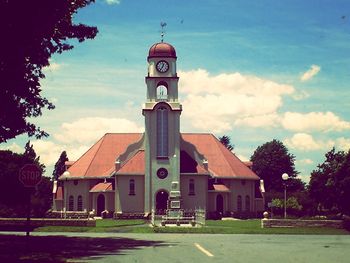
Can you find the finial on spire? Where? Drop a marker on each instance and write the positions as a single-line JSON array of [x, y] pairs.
[[162, 32]]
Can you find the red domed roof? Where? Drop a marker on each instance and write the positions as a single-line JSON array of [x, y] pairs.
[[162, 50]]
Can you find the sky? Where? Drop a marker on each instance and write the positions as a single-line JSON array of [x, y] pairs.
[[252, 70]]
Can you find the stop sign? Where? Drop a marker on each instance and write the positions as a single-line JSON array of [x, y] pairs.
[[30, 175]]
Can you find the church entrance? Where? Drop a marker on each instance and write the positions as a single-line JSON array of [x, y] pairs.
[[162, 201], [219, 204], [100, 204]]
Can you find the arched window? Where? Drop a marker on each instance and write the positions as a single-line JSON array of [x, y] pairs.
[[162, 132], [191, 187], [247, 203], [239, 203], [70, 203], [80, 203], [162, 92], [131, 187]]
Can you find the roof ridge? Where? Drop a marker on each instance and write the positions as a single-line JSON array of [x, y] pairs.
[[223, 149], [93, 158], [76, 161], [132, 156]]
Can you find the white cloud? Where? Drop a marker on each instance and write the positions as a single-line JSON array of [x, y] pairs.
[[53, 66], [268, 120], [313, 121], [89, 130], [343, 144], [14, 147], [313, 71], [300, 95], [305, 161], [305, 142], [214, 103], [113, 2]]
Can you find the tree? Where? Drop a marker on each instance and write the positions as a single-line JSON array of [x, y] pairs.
[[13, 195], [32, 31], [330, 183], [226, 141], [60, 166], [270, 161]]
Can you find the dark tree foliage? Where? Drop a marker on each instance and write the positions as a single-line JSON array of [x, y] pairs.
[[226, 141], [60, 166], [31, 32], [270, 161], [13, 195], [330, 183]]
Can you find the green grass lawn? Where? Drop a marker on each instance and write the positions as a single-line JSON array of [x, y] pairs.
[[103, 225], [212, 226]]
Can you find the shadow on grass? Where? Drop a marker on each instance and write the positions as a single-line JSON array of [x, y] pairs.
[[65, 249]]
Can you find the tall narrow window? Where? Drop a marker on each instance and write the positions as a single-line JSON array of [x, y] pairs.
[[162, 92], [162, 132], [239, 203], [191, 187], [131, 187], [71, 203], [247, 203], [80, 203]]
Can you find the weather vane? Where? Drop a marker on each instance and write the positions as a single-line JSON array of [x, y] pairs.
[[162, 32]]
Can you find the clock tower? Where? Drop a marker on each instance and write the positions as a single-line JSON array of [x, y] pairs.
[[162, 130]]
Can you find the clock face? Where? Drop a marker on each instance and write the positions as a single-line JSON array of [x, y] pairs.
[[162, 66], [162, 173]]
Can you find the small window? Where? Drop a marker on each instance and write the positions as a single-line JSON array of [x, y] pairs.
[[247, 203], [71, 203], [162, 92], [132, 187], [80, 203], [191, 187], [162, 132], [239, 203]]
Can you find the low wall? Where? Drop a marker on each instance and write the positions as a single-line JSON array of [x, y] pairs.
[[266, 223], [37, 222]]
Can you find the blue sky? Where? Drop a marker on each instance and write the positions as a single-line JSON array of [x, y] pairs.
[[253, 70]]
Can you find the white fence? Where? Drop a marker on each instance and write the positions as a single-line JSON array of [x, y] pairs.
[[178, 217]]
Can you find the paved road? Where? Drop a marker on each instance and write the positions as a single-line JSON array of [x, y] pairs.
[[220, 248]]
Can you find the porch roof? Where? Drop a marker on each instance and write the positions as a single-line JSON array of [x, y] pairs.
[[102, 187], [220, 188]]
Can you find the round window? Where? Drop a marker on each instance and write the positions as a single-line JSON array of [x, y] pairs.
[[162, 173]]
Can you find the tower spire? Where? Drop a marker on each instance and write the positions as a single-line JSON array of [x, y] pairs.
[[162, 32]]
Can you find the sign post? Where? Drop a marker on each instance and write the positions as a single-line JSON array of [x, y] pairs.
[[30, 176]]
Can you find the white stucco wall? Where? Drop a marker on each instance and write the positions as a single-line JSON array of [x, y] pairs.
[[82, 188], [199, 199], [126, 203], [243, 188]]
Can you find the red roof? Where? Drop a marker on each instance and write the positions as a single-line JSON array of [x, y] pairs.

::::

Leave out the pictures and reproduce the rest of the listing exactly.

Can you find the finial on spire? Where? Drop a marker on each instance and write the positions as a single-line JSON array of [x, y] pairs.
[[162, 32]]
Can you find the red domed roof? Where? Drop a marker on each instance and write the positions as a single-line JSON array of [x, y] pairs.
[[162, 50]]
Can you find the sky? Where? Drop a marker on each instance and write the positions as a single-line JSON array of [x, y] pairs.
[[252, 70]]
Can you find the stop sign? Where? Drop a marker on each instance and write the positions as a single-line JSON array of [x, y] pairs.
[[30, 175]]
Can you find the church entrance? Where? Drop a marker on each instance and write the positions as a single-line JSON array of [x, y] pairs.
[[162, 201], [219, 204], [100, 204]]
Can you find the arched window? Where? Drop a marker on each instance and write the positions as a single-line JSON array of [x, y] pairs.
[[162, 132], [191, 187], [247, 203], [239, 203], [70, 203], [80, 203], [162, 92], [131, 187]]
Can you find the roof ridge? Where? Drop a marker on each instance and write the positions as a single-line JSON array of [x, y] pairs.
[[223, 149], [93, 158], [76, 161], [132, 156]]
Can you find the white cloud? Where? Drop a marker on each instance and write the positions as a single-line JSON array of [x, y] pairs.
[[53, 66], [268, 120], [313, 121], [89, 130], [343, 144], [14, 147], [313, 71], [300, 95], [305, 161], [305, 142], [214, 103], [113, 2]]
Can you find the tree? Where? Drop a marker on each instance and write the positions as a single-line JSON array of [x, y] pairs.
[[13, 195], [32, 31], [330, 183], [226, 141], [60, 166], [270, 161]]
Can you find the dark tree foliage? Where? Drop a marker on each instance and write the positions as a single-line JSON array of [x, y] pairs.
[[226, 141], [60, 166], [31, 32], [270, 161], [13, 195], [330, 183]]
Can you find the green grass lawn? Where? Drop a marker on each instance and write the positions as a single-line JSON array of [x, y] pairs.
[[103, 225], [212, 226]]
Can you find the shadow on grass? Where? Drop a marker on each instance and write the positions as a single-line JSON array of [x, y] pairs.
[[65, 249]]
Can you find the tall narrow window? Where? Drop a marker on each instance and write the positions as a single-line JSON array of [x, y] pairs.
[[162, 92], [162, 132], [239, 203], [191, 187], [131, 187], [71, 203], [247, 203], [80, 203]]
Can you find the weather vane? Where? Drop a marker on each instance and write the positions as a single-line JSON array of [x, y] pairs.
[[162, 32]]
Can you find the clock tower? Where? Drop a marker on each instance and write the positions as a single-line JSON array of [x, y] pairs.
[[162, 130]]
Can you find the clock face? Where? Drop a marker on each instance and write the positions as a single-line JSON array of [x, y] pairs.
[[162, 66], [162, 173]]
Can you find the small window? Where? Drop a marker on each instance and write the positions as a single-line JSON array of [x, y] pairs.
[[247, 203], [71, 203], [162, 92], [132, 187], [80, 203], [191, 187], [162, 132], [239, 203]]
Can you find the low wall? Where? Drop a marker on each instance and write the positions as a single-line JSON array of [x, y] pairs.
[[266, 223], [37, 222]]
Can you find the blue sky? Where? Drop a marker on each instance and write the positions as a single-line JSON array of [x, y] pairs.
[[253, 70]]
Can you find the white fence? Where? Drop a marker on each instance and write the positions as a single-line JSON array of [x, y] pairs.
[[178, 217]]
Can you find the paved road? Where? Drop a marker on each instance and write the positions as a single-line JSON array of [x, y] pairs.
[[220, 248]]
Can you find the porch roof? Where? Drop a marker on each instance and write the positions as a single-line JSON array of [x, y] pairs.
[[102, 187], [220, 188]]
Can you find the round window? Where? Drop a marker on each instance and write the positions as a single-line JSON array of [x, y] pairs.
[[162, 173]]
Can you find the tower spire? Where? Drop a marker on each instance and write the positions as a single-line JSON array of [x, y] pairs.
[[162, 32]]
Can you find the sign post? Where? Drop a marker on each instance and write the positions as a single-line JSON array of [x, y] pairs.
[[30, 176]]
Can you find the white stucco wall? Where? Drop a marker on each instance and write the positions as a single-line JSON array of [x, y] pairs.
[[82, 188], [199, 199], [126, 203], [243, 188]]
Can you find the red roof? Where? Drop a marker on each instance and write the positions as a single-line JSON array of [x, y] pairs.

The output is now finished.